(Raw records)
Start
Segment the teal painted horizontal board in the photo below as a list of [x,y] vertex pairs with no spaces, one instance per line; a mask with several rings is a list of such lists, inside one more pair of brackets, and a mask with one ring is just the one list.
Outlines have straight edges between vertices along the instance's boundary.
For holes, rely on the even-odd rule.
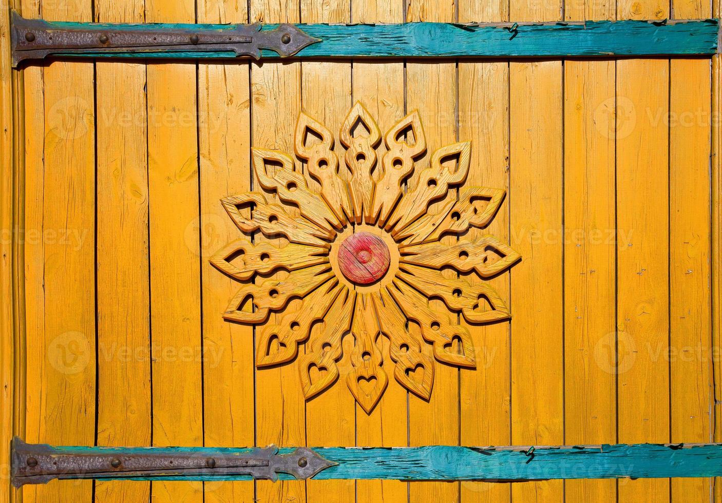
[[[209,456],[248,449],[213,447],[56,447],[63,452],[133,455],[182,452]],[[282,448],[279,453],[292,451]],[[666,478],[722,476],[722,444],[635,444],[584,447],[314,447],[338,463],[316,479],[529,481],[551,478]],[[121,477],[122,478],[122,477]],[[186,476],[131,480],[248,480],[248,476]],[[292,476],[279,474],[279,478]]]
[[[105,25],[51,23],[58,29],[233,30],[232,25]],[[398,25],[297,25],[321,39],[295,58],[562,58],[710,55],[717,52],[717,19],[650,22],[586,21],[558,23],[456,24],[412,22]],[[272,30],[277,25],[264,25]],[[104,53],[58,56],[95,58],[235,58],[228,51]],[[264,58],[278,58],[263,51]]]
End
WHAT TO DO:
Reproduce, without any change, the lines running from the start of the records through the line containing "For holes, rely on the even-odd rule.", with both ends included.

WRITTEN RESPONSE:
Segment the teal painted horizontal board in the photo below as a list of [x,y] vertex pairs with no spaces, one instance per line; a mask with several rings is a list of such lists, inside one more pair of brackets, and a mask with one ring is just the one list.
Outlines have straight edges between vertices along the instance's boundary.
For holes, rely on the even-odd rule.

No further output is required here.